#### What the task asks:
Look below for the line containing "Mark the man's black". Reproduce it and every line after it exactly, and nothing more.

#### Data extract:
________

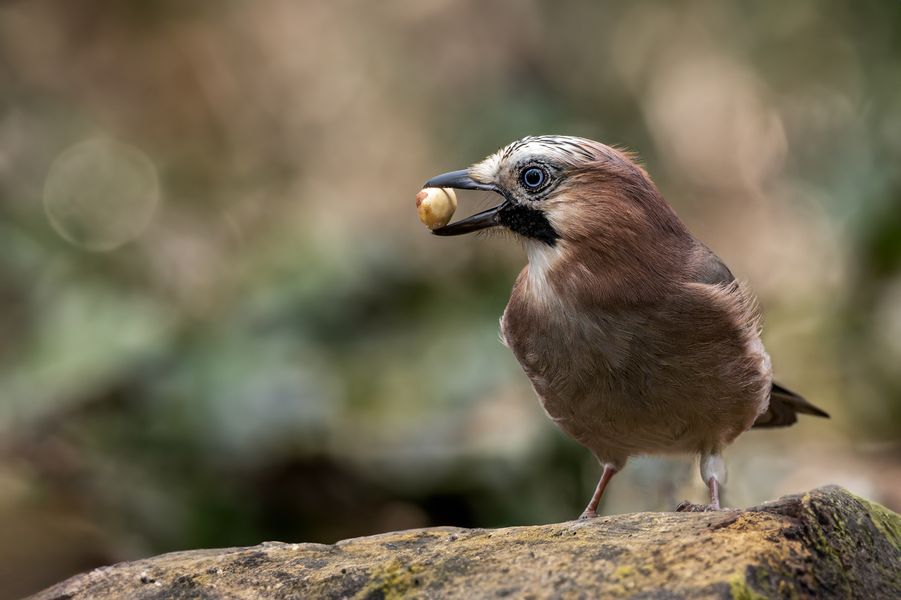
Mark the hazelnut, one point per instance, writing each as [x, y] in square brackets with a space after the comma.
[436, 206]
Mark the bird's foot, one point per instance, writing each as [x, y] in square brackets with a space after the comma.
[686, 506]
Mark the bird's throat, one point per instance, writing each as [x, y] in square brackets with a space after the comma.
[528, 222]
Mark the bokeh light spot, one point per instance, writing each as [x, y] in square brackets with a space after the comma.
[100, 194]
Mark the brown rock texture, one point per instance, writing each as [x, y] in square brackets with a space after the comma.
[827, 543]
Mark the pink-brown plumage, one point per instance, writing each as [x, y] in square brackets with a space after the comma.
[635, 336]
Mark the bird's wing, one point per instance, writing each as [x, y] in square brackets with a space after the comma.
[784, 403]
[784, 408]
[710, 269]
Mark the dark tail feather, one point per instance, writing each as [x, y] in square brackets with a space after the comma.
[784, 408]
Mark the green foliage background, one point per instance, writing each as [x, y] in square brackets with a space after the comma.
[285, 353]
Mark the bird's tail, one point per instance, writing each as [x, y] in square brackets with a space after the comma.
[784, 408]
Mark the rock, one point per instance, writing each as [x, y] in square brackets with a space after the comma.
[827, 543]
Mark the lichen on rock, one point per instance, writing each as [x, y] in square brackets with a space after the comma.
[827, 543]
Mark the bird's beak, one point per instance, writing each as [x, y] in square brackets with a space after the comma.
[461, 180]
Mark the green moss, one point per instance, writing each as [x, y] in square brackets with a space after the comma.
[885, 519]
[393, 581]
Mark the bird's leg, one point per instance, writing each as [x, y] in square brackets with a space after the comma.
[591, 511]
[713, 472]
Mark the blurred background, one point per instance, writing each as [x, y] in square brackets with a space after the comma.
[221, 321]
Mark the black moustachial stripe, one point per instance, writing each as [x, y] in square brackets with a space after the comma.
[528, 222]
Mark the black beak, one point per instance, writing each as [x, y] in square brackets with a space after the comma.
[461, 180]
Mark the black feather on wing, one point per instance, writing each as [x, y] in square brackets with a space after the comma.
[784, 408]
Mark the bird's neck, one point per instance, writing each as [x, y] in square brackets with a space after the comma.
[582, 275]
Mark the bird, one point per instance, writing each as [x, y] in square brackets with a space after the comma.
[636, 337]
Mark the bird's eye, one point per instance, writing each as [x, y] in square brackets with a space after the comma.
[533, 177]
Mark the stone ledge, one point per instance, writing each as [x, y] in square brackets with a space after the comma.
[826, 543]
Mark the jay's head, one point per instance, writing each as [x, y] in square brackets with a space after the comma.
[563, 191]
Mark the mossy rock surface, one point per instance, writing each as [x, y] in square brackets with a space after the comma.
[827, 543]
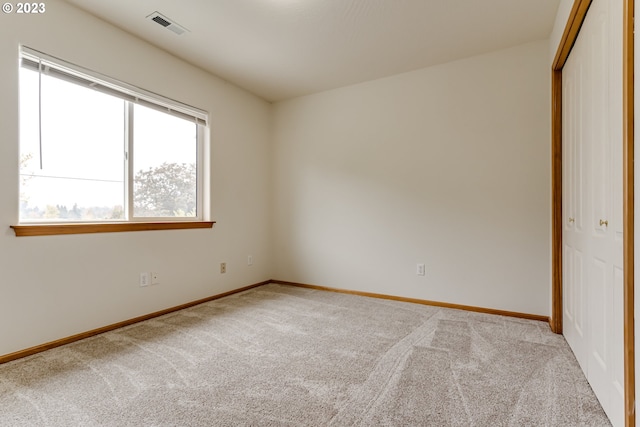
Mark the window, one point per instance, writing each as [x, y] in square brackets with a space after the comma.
[96, 150]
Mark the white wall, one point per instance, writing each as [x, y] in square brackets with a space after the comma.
[53, 287]
[447, 166]
[562, 15]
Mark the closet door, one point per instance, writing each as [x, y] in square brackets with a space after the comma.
[592, 207]
[574, 209]
[605, 359]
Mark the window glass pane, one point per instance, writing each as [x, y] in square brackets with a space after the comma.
[164, 165]
[80, 174]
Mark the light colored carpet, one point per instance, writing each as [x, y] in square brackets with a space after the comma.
[285, 356]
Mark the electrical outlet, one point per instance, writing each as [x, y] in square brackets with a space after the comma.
[144, 279]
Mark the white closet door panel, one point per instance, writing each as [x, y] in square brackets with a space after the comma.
[592, 208]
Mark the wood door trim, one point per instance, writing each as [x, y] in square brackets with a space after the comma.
[628, 212]
[572, 29]
[569, 37]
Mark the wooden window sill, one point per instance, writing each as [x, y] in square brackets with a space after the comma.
[55, 229]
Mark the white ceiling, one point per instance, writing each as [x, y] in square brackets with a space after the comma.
[279, 49]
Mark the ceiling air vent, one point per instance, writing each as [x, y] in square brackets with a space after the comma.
[160, 19]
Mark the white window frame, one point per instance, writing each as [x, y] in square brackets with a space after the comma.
[59, 68]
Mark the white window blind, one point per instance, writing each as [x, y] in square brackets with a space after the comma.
[54, 67]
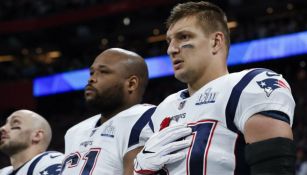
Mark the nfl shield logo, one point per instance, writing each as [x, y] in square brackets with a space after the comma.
[181, 105]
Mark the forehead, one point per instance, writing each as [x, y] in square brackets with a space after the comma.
[16, 116]
[189, 23]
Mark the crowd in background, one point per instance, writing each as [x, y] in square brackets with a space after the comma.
[81, 42]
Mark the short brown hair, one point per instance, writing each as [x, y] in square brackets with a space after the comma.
[211, 17]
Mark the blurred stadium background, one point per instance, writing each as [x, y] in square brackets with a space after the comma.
[41, 38]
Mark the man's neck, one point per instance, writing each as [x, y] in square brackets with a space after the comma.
[207, 77]
[20, 158]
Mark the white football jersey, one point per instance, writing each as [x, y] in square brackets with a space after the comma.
[46, 163]
[217, 114]
[99, 150]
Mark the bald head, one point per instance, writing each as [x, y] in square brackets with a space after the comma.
[132, 64]
[35, 122]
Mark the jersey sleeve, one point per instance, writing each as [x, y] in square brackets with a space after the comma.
[6, 171]
[267, 91]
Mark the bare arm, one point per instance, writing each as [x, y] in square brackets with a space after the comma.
[128, 160]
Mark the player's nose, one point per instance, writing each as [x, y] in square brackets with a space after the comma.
[173, 48]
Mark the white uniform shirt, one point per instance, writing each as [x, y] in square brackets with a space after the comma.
[46, 163]
[217, 114]
[100, 150]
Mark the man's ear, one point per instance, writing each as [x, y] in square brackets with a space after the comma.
[37, 136]
[132, 83]
[217, 42]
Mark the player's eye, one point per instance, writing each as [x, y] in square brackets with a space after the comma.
[184, 37]
[15, 128]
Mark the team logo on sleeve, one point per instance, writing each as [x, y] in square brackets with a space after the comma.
[206, 97]
[52, 170]
[270, 84]
[109, 131]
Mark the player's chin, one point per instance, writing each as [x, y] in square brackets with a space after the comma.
[179, 75]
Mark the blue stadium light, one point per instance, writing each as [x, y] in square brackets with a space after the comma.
[161, 66]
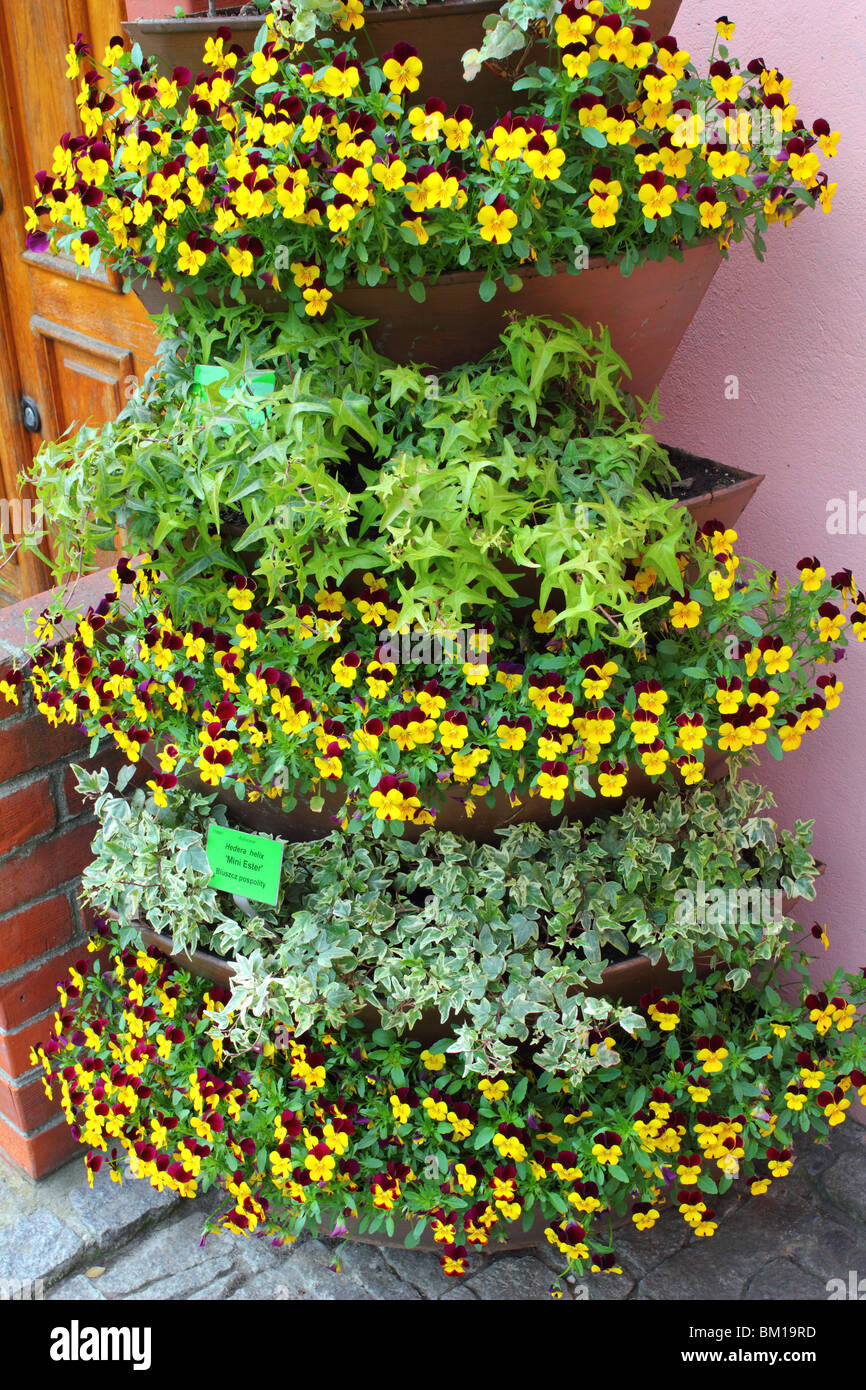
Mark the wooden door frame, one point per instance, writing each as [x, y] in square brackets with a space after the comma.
[34, 573]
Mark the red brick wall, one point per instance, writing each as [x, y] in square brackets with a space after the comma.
[45, 843]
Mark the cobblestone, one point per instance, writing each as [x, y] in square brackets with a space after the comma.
[784, 1246]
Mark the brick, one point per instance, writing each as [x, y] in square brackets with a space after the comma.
[34, 931]
[15, 1047]
[24, 815]
[34, 742]
[35, 993]
[39, 1154]
[35, 872]
[27, 1105]
[14, 630]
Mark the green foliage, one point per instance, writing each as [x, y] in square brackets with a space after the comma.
[528, 463]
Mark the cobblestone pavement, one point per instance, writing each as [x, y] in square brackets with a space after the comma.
[131, 1243]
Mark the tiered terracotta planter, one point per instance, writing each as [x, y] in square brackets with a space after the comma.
[441, 31]
[647, 312]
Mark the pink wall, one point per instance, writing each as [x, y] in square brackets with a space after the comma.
[794, 331]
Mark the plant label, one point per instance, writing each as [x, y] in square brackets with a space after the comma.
[246, 865]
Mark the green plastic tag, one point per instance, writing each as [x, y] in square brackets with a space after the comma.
[246, 865]
[262, 384]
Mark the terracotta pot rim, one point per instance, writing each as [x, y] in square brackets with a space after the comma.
[470, 277]
[455, 277]
[394, 14]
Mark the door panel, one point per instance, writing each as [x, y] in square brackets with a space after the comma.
[71, 341]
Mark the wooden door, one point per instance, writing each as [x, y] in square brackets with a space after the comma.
[71, 342]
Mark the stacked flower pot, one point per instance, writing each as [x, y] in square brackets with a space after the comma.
[574, 811]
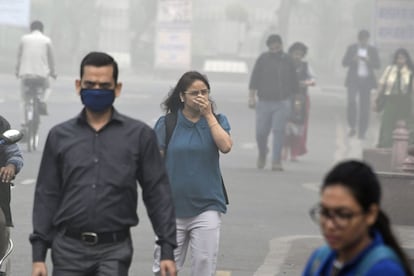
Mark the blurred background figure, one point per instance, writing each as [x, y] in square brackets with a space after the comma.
[273, 81]
[358, 233]
[396, 86]
[297, 127]
[35, 60]
[361, 60]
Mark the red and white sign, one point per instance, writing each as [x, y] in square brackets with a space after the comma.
[173, 35]
[394, 22]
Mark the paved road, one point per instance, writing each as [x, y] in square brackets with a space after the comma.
[267, 230]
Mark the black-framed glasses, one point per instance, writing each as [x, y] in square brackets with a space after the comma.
[340, 216]
[195, 93]
[102, 85]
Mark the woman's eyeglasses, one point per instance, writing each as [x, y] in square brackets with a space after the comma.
[340, 217]
[195, 93]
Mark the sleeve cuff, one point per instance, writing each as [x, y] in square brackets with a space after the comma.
[167, 252]
[39, 251]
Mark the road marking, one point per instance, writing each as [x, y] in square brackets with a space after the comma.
[311, 186]
[223, 273]
[278, 251]
[28, 181]
[248, 145]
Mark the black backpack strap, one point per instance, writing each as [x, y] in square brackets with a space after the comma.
[170, 123]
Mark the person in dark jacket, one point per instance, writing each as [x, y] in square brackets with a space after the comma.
[361, 59]
[358, 233]
[273, 84]
[11, 162]
[86, 192]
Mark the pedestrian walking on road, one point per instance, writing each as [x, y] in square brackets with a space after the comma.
[297, 127]
[86, 192]
[396, 87]
[35, 62]
[11, 162]
[191, 137]
[358, 233]
[361, 59]
[273, 84]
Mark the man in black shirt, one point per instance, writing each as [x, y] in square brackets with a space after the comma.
[273, 82]
[86, 192]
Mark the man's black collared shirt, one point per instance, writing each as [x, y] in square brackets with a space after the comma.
[88, 180]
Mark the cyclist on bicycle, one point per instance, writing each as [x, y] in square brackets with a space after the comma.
[35, 61]
[11, 161]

________

#### Answer for this exercise:
Mark the man's black collared shirt, one point per instance, writing each as [x, y] in square brackets with a space after the comma.
[88, 180]
Mark the cyclist on bicycle, one point per instance, writing each as [x, y] in square brackets with a space after the comma.
[35, 61]
[11, 161]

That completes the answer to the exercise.